● **Bacaan**:
-----
Upaya pengamanan data juga dilakukan Tokopedia. External Communications Senior Lead Tokopedia, Ekhel Chandra Wijaya, mengatakan, perusahaannya menerapkan sistem keamanan berlapis. Tokopedia juga berkolaborasi dengan mitra strategis yang punya spesialisasi di bidang keamanan siber untuk mengamankan data pengguna.
“Bisnis Tokopedia adalah bisnis reputasi dan kepercayaan, maka kerahasiaan dan keamanan data pribadi pengguna merupakan prioritas utama dalam bisnis kami,” ucap Ekhel.
Di Kementerian Luar Negeri, terdapat Pusat Teknologi Informasi dan Komunikasi Kementerian dan Perwakilan (Pustik KP Kemlu), yang salah satu tugasnya menjaga sistem keamanan siber Kemenlu serta perwakilan di luar negeri. Pustik KP sudah ada sejak 2017. Sementara itu, Kementerian Pertahanan juga memiliki Pusat Pertahanan Siber.
Terkait hal ini, Kepala Pustik KP Kemlu Agus Trenggono mengatakan, di Pustik KP terdapat kelompok kerja yang berfokus menjaga keamanan siber Kemenlu. Pokja keamanan siber itu terdiri dari 20 orang personel yang menguasai teknologi dan informasi. Mereka memantau lalu lintas jaringan sistem informasi, mencermati potensi ancaman, dan mendeteksi dini upaya serangan sistem teknologi informasi Kemlu.
-----
● **Soal a**: Menurut bacaan tentang keamanan siber, mengapa kerahasiaan dan keamanan data pribadi pengguna menjadi prioritas utama bagi Tokopedia?
-----
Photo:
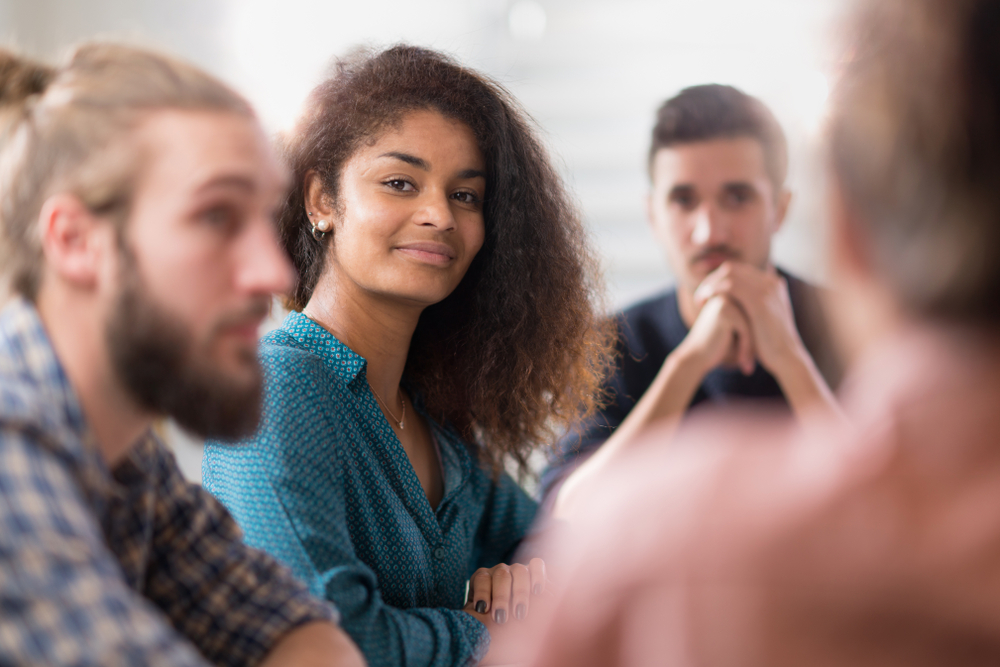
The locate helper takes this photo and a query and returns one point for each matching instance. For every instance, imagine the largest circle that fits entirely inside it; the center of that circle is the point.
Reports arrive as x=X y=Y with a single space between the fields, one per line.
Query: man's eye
x=684 y=200
x=737 y=197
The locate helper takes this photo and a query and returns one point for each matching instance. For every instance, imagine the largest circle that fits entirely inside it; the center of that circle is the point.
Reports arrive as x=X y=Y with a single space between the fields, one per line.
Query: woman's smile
x=428 y=252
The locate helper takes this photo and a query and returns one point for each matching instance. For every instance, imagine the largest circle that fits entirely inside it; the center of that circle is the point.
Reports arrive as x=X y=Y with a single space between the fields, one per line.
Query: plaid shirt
-----
● **Soal b**: Tuliskan ulang baris-baris catatan, mulai dari baris pertama catatan sampai baris yang memuat "x=737 y=197". Kedua ujungnya ikut disalin, tetapi gambarnya tidak usah dicantumkan.

● **Jawaban a**: Menurut Ekhel, bisnis Tokopedia adalah bisnis reputasi dan kepercayaan. Karena itu, kerahasiaan dan keamanan data pribadi pengguna menjadi prioritas utama dalam bisnis mereka.

● **Jawaban b**:
Photo:
The locate helper takes this photo and a query and returns one point for each matching instance. For every instance, imagine the largest circle that fits entirely inside it; the center of that circle is the point.
Reports arrive as x=X y=Y with a single space between the fields, one per line.
Query: man's eye
x=684 y=200
x=737 y=197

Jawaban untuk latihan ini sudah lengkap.